Lines of data:
= = = = = = =
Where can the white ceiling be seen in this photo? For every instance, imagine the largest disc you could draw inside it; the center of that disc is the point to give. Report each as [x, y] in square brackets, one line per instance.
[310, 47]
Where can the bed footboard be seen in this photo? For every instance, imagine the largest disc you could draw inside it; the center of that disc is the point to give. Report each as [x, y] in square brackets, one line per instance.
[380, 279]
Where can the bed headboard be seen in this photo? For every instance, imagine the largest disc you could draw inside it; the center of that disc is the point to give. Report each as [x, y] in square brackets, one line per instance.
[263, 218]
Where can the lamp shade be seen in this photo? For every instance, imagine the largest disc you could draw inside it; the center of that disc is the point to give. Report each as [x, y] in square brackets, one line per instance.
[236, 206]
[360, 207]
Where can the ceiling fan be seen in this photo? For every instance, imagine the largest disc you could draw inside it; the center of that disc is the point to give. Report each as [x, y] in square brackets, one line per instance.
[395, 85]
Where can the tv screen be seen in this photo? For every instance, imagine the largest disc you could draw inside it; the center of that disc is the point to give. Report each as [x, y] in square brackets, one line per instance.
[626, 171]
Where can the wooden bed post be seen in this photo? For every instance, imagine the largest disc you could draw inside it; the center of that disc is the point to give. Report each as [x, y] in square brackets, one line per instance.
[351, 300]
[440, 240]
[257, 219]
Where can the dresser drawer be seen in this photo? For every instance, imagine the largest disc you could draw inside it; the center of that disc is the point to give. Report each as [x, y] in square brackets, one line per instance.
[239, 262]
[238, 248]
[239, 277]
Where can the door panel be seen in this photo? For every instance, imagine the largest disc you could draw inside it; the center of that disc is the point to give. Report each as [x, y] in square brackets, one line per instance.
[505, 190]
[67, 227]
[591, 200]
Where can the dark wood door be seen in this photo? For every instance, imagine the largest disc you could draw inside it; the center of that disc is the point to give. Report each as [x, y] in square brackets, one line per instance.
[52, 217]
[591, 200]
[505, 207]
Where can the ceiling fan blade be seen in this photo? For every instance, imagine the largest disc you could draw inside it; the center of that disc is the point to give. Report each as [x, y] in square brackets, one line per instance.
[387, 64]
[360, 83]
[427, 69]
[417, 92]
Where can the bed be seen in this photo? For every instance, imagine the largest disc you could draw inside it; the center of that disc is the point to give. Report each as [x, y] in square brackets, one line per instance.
= = = = = = =
**Task directions**.
Copy the items verbatim, from the line that contains "Where can the dark" through the last line of the items, including both of those lines.

**The response**.
Where can the dark wood door be seen in this photo? For every instance, imagine the largest disc you could draw inside it; the center of that disc is the point to give. Report each as [x, y] in square brackets, one line per instance.
[52, 217]
[591, 200]
[505, 207]
Where can the ceiling fan blade be seen in this photo? For every instance, imagine the largest disc you could draw inside it; the center of that disc is the point to give. Report each as [x, y] in square brackets, one line per instance.
[387, 64]
[360, 83]
[427, 69]
[417, 92]
Where can the bed be seen in this photo? For every instance, imagine the largest disc you could draw inside it; the center of that disc is the point to give. Report each as [x, y] in square brackets, one line per instance.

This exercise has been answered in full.